**REQUEST 1**
In the metals text, why do high real yields make holding gold less attractive? Answer in one to three sentences.
**REQUEST 2**
Extend the metals text, starting after its last line.

The commodity groups
Metals: precious and industrial
4 min
Metals divide into precious (stores of value) and industrial/base (consumed by manufacturing). They behave very differently.
Precious metals
- Gold — the classic safe-haven and inflation hedge. Gold tends to rise in times of fear, when real interest rates fall, and when the dollar weakens. It pays no income, so it competes with bonds: high real yields make holding gold less attractive. B3 lists a gold contract in reais.
- Silver — part precious metal, part industrial (electronics, solar panels). It is more volatile than gold and tracks both investor sentiment and industrial demand.
Industrial (base) metals
- Copper — the bellwether of global growth, nicknamed Dr. Copper because its price reads the health of construction and manufacturing. Demand is rising with electrification and EVs.
- Aluminium — lightweight, energy-intensive to produce; used in packaging, transport and construction.

**PROVIDED MATERIAL**
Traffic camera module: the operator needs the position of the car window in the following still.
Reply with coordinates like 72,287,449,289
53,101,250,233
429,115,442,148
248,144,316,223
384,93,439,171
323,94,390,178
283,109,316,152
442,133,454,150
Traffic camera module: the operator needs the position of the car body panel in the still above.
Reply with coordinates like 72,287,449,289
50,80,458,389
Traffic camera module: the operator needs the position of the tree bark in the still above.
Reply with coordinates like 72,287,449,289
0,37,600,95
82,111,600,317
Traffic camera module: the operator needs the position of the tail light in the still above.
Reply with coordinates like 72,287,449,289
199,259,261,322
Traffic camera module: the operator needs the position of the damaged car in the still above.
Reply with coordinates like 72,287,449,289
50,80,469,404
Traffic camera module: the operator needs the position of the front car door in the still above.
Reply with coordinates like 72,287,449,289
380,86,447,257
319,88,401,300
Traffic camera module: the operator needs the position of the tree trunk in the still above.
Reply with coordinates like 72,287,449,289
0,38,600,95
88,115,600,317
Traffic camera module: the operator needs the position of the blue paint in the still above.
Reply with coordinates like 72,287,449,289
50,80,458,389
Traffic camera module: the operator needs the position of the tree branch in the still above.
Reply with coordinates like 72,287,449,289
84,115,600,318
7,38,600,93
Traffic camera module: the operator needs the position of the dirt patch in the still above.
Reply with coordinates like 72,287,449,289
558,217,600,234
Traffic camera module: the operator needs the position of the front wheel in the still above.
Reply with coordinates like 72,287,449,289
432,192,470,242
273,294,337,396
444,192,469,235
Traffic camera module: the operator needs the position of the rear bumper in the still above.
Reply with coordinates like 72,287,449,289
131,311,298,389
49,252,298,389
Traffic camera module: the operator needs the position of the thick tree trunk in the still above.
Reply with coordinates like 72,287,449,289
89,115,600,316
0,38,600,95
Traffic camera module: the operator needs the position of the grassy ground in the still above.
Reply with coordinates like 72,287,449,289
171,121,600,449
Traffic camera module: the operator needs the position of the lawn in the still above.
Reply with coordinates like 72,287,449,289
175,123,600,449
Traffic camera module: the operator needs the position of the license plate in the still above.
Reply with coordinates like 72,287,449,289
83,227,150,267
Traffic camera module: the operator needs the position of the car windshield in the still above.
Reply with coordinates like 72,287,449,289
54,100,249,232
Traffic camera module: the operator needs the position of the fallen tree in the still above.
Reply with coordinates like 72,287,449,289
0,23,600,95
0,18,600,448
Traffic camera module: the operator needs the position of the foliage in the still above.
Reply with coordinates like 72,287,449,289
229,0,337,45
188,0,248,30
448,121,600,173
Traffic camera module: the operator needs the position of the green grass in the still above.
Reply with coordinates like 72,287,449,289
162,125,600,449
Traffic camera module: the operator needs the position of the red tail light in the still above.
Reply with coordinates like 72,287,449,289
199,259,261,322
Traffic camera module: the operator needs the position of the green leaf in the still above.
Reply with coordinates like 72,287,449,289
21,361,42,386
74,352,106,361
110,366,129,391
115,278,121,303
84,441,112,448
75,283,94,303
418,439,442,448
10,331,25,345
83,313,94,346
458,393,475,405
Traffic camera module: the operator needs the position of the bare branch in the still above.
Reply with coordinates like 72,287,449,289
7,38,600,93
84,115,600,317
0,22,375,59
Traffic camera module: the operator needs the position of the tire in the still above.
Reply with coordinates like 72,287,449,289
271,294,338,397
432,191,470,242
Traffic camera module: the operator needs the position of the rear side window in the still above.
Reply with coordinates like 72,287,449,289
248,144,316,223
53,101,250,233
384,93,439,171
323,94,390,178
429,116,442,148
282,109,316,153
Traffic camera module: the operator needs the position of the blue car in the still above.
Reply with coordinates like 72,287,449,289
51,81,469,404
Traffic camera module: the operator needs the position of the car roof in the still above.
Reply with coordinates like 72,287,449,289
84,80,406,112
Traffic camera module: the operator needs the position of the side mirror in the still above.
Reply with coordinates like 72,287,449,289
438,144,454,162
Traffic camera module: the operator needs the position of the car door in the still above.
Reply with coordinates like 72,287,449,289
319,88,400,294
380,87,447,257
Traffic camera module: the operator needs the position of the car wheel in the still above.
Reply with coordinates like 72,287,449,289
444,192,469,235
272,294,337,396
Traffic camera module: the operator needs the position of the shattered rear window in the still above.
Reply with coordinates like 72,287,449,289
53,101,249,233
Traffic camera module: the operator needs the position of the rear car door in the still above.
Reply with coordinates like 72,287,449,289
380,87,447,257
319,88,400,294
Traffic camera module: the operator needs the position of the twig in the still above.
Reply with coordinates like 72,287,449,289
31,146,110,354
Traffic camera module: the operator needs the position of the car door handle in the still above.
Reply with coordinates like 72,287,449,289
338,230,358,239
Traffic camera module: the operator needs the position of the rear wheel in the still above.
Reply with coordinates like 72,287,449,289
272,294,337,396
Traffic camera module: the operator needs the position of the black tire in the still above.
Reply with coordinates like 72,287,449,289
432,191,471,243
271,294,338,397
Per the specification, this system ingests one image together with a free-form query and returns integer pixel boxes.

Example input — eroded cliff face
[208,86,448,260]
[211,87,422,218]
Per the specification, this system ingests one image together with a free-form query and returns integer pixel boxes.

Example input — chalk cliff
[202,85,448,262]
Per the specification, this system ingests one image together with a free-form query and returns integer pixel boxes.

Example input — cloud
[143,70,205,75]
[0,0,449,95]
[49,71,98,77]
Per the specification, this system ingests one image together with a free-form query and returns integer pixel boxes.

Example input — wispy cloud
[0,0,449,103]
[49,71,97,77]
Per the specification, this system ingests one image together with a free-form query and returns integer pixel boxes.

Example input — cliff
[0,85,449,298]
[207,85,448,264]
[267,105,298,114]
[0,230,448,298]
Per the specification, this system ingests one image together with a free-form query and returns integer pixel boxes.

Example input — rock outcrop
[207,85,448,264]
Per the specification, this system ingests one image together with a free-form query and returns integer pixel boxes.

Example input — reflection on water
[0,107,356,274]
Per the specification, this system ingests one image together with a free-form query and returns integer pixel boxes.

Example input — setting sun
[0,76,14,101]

**REPLY 1**
Gold pays no income, so it competes with bonds. When real yields are high, bonds offer a better return, and holding gold becomes less attractive.

**REPLY 2**
- Iron ore — not exchange-traded the way the others are, but economically central to Brazil: Vale (VALE3) is one of the world's largest iron-ore miners and its share price tracks Chinese steel demand closely.
How they trade differently
- Precious metals respond to macro fear, real rates and the dollar.
- Industrial metals respond to the business cycle and Chinese demand above all.
Mixing the two up — treating copper like gold — leads to bad calls. A recession scare can lift gold while crushing copper at the same moment.
Finished reading?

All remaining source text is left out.